◆ Exercise description ◆
Reproduce the following lines word for word, leaving every record unchanged.

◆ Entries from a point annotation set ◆
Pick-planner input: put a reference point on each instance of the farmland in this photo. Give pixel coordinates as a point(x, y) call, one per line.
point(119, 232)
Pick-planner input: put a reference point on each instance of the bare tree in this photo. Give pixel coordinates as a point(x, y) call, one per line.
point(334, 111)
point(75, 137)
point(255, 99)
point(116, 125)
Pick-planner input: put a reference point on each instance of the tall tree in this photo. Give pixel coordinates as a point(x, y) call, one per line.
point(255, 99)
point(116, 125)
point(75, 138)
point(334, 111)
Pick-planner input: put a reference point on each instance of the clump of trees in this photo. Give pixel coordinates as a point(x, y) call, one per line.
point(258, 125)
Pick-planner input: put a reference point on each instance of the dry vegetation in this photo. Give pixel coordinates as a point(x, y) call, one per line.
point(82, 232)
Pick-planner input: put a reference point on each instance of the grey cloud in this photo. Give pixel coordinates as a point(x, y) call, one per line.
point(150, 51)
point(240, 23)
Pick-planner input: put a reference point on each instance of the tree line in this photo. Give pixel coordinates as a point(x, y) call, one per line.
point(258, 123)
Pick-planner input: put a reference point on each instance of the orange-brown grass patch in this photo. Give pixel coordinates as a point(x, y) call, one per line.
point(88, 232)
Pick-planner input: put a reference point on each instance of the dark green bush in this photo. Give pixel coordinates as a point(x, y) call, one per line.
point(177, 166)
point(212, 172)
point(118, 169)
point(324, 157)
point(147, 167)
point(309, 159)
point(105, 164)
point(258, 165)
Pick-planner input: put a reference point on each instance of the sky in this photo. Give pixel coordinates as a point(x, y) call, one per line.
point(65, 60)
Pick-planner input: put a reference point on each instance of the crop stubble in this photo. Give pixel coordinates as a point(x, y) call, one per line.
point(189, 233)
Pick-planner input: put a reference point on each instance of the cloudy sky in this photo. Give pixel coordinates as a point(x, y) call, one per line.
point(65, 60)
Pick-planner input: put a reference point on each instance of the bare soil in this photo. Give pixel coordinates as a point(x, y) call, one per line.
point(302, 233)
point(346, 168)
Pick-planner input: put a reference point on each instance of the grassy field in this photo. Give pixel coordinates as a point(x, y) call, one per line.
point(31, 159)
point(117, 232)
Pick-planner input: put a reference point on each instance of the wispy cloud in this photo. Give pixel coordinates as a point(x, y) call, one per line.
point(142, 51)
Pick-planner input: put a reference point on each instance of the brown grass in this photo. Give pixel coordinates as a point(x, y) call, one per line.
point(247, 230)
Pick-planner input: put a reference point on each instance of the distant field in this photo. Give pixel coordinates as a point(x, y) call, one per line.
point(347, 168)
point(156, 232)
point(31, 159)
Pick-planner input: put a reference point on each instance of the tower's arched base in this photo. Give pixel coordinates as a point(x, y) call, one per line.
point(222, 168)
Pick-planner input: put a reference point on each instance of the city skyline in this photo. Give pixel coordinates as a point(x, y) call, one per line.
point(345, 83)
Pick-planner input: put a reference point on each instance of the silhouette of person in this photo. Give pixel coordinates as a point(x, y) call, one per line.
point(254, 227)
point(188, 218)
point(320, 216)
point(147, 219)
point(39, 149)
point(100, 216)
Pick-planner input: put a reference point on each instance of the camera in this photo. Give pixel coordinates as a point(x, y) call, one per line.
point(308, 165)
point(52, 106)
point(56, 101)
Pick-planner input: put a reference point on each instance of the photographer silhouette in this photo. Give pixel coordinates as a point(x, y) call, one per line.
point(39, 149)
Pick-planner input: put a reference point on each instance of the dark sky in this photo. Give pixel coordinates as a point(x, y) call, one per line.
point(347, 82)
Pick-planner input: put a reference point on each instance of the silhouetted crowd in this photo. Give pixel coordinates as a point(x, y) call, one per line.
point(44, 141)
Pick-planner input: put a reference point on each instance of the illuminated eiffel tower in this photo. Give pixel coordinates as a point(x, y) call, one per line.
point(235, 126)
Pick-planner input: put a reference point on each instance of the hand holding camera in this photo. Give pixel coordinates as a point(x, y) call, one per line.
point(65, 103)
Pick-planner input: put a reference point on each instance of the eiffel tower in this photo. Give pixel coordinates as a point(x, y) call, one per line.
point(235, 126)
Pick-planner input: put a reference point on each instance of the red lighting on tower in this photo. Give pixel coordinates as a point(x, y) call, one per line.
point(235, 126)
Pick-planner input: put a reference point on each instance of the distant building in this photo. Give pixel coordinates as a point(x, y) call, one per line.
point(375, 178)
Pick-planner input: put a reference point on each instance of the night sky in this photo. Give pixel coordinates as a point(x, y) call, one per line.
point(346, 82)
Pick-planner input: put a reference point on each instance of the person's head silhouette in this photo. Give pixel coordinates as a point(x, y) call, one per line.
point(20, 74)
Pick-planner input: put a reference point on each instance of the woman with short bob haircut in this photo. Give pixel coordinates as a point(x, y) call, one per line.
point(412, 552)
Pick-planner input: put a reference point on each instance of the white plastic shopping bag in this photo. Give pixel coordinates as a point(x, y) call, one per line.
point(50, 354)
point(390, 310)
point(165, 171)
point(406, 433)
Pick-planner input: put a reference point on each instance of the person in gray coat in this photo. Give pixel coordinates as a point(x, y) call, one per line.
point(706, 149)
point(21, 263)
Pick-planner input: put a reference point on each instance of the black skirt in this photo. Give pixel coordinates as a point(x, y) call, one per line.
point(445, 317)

◆ Answer below ◆
Pick-planner input: put a reference point on each instance of the farmland in this photo. Give pixel coordinates as a point(x, y) call, one per line.
point(119, 232)
Pick-planner input: put a reference point on each instance of the bare tree in this photo. Give pixel coordinates as a point(x, y) call, one per line.
point(334, 111)
point(75, 137)
point(255, 99)
point(116, 125)
Pick-planner input: put a reference point on each instance of the tall tree in this photo. Give pixel coordinates as a point(x, y) call, one per line.
point(255, 99)
point(116, 125)
point(75, 138)
point(334, 111)
Pick-planner input: put a reference point on each instance of the clump of trees in this photo. Give pixel coordinates as a point(x, y) call, one per line.
point(258, 125)
Pick-planner input: put a reference point on each instance of the dry vegetation in this photo. Give pixel coordinates as a point(x, y) call, one per line.
point(82, 232)
Pick-planner input: put a reference point on each instance of the grey cloud in this photo. Give pixel coordinates as a point(x, y) call, one per line.
point(150, 51)
point(240, 23)
Pick-planner input: put a reference point on each instance of the tree line in this photo. Give pixel coordinates as a point(x, y) call, one per line.
point(258, 123)
Pick-planner input: put a reference point on each instance of the orange-brown grass patch in this photo. Give pixel coordinates as a point(x, y) call, one per line.
point(88, 232)
Pick-planner input: put a reference point on each instance of the dark green bush in this photo. Give pixel coordinates as a point(x, y) call, one per line.
point(177, 166)
point(212, 172)
point(118, 169)
point(324, 157)
point(147, 167)
point(309, 159)
point(105, 164)
point(258, 165)
Pick-planner input: put a reference point on each instance of the sky in this photo. Give pixel coordinates as a point(x, y) call, one per line.
point(65, 60)
Pick-planner input: put a reference point on each instance of the crop stubble in this photo. Give pixel coordinates as a point(x, y) call, one per line.
point(189, 233)
Pick-planner input: put a reference point on each instance of the cloudy sky in this photo. Give pixel coordinates as a point(x, y) call, one per line.
point(65, 60)
Pick-planner input: put a reference point on each instance of the bare soil in this photo. Give pixel coordinates as a point(x, y) call, one per line.
point(302, 233)
point(346, 168)
Pick-planner input: put a reference point on each instance of the grassy field in this photo. Give pixel coordinates as a point(x, y) call, one per line.
point(31, 159)
point(117, 232)
Pick-planner input: put a reference point on each instance of the wispy cloud in this photo. Give pixel coordinates as a point(x, y) call, one per line.
point(142, 51)
Pick-planner input: put a reference point on each instance of the brown grass in this photo. Give pixel coordinates as a point(x, y) call, one per line.
point(247, 230)
Pick-planner input: put a reference point on each instance of the distant field in this photo. Give pixel coordinates as a point(x, y) call, one per line.
point(347, 168)
point(156, 232)
point(31, 159)
Pick-planner input: put a reference point on each instance of the tower's arched base in this photo. Give pixel coordinates as a point(x, y) call, one per line.
point(222, 168)
Pick-planner input: put a reference point on each instance of the city skyline in this photo. Give pixel coordinates as a point(x, y) call, one per line.
point(345, 83)
Pick-planner input: put a reference point on each instance of the silhouette of person in this photo. Give pixel coordinates as a point(x, y) call, one per line.
point(254, 227)
point(188, 218)
point(320, 216)
point(147, 219)
point(39, 149)
point(100, 216)
Pick-planner input: put a reference point on each instance of the camera in this photo. Give pixel coordinates as a point(x, y) call, one per line.
point(308, 165)
point(52, 106)
point(56, 101)
Pick-planner input: put a reference point on each instance of the photographer silhouette in this photo. Give pixel coordinates as a point(x, y) call, one per line.
point(39, 149)
Pick-planner input: put a reference point on each instance of the dark sky in this photo. Give pixel coordinates as a point(x, y) call, one per line.
point(347, 82)
Pick-planner input: put a reference point on each instance of the silhouetted crowd in this photo. Give pixel coordinates as a point(x, y) call, one per line.
point(44, 141)
Pick-planner input: put a reference point on each instance of the illuminated eiffel tower in this photo. Give pixel coordinates as a point(x, y) call, one per line.
point(235, 126)
Pick-planner input: put a reference point on each instance of the hand holding camera in this photo. Give pixel coordinates as a point(x, y) call, one per line.
point(65, 103)
Pick-planner input: put a reference point on each instance of the eiffel tower in this photo. Give pixel coordinates as a point(x, y) call, one per line.
point(235, 126)
Pick-planner input: put a reference point on each instance of the red lighting on tower in this photo. Give pixel coordinates as a point(x, y) call, one per line.
point(235, 126)
Pick-planner input: put a reference point on each instance of the distant building in this photo. Give pixel coordinates as a point(x, y) call, one per line.
point(375, 178)
Pick-planner input: put a reference point on each instance of the night sky in this photo. Give pixel coordinates as a point(x, y) call, one per line.
point(346, 82)
Pick-planner input: put a reference point on each instance of the person's head silhouette in this photo. Give pixel coordinates as a point(x, y) call, one per line.
point(20, 74)
Pick-planner input: put a reference point on each instance of the woman with short bob haircut in this photo. Give pixel coordinates as a point(x, y) call, one per line.
point(412, 552)
Pick-planner input: put a reference point on each instance of the white plastic shopping bag in this photo. Give pixel coordinates as a point(x, y) call, one per line.
point(50, 354)
point(390, 310)
point(165, 171)
point(406, 433)
Pick-planner input: put a reference point on each instance of the person in gray coat in this photo. Give pixel coordinates as a point(x, y) call, one per line.
point(706, 149)
point(21, 263)
Pick-planner input: put a reference point on each instance of the black skirt in this photo. Give pixel coordinates as a point(x, y) call, one per line.
point(445, 317)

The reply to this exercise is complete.